> [GIVEN EXERCISE]: Copy out, word for word, everything from the line that contains "Where can the blue shirt" down to the end of the records below.

> [EXCERPTED DATA]:
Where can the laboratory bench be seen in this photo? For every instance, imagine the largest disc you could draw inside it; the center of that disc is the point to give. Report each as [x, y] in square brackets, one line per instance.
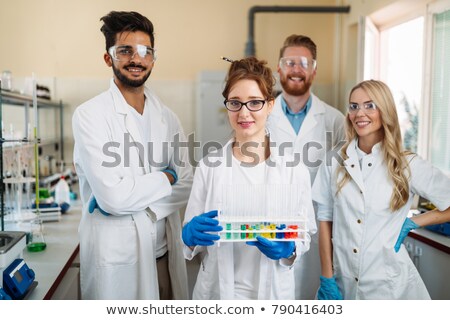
[430, 252]
[57, 267]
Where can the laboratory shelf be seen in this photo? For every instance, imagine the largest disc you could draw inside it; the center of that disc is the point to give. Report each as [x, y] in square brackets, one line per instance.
[14, 148]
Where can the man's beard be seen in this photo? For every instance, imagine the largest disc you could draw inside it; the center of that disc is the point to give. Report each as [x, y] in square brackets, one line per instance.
[127, 81]
[295, 91]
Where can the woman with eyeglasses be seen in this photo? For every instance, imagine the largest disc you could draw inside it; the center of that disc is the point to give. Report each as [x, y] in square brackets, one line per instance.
[364, 201]
[258, 267]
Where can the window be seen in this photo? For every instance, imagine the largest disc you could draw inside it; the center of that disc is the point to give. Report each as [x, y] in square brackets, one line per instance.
[439, 142]
[394, 55]
[412, 55]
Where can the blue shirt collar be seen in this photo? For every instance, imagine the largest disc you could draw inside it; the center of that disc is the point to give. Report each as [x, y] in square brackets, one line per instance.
[288, 111]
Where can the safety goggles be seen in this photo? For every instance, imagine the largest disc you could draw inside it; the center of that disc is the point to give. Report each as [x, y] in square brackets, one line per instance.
[125, 53]
[252, 105]
[289, 63]
[367, 107]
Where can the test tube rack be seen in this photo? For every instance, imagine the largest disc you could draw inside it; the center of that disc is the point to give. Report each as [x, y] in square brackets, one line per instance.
[283, 219]
[275, 231]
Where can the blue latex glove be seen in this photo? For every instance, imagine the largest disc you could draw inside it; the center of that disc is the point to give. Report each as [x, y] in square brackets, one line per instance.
[407, 226]
[329, 289]
[94, 205]
[195, 232]
[274, 250]
[173, 173]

> [RESPONSE TO THE EXERCISE]:
Where can the blue shirt collar be seen in this photo? For every instance, imagine the largest disc you could draw inside it; the center of that disc is the point to give. Report each as [x, y] in square brackets, one line per instance.
[288, 111]
Where can the safety goggles be seen in this photo? For every instance, imagine the largest disc you could draw inside it; the center of that disc is the point to give. Report each as [x, y] in square brackets, one line per instance.
[125, 53]
[252, 105]
[289, 63]
[367, 107]
Where can the test tube rack be seen in this photo? For every instance, imagine the largest disc you could draw inside it; the center of that disc is the point to give. Report each as [x, y] in square brackets, one line per instance.
[283, 219]
[275, 231]
Where can the blue latex glove be seen in this photo? For every instance, imagine the largest disc you could draw inside it; the center of that disc is the point to give. Report each as [x, y] in square brackets, one line per instance.
[407, 226]
[329, 289]
[94, 205]
[195, 232]
[274, 250]
[173, 173]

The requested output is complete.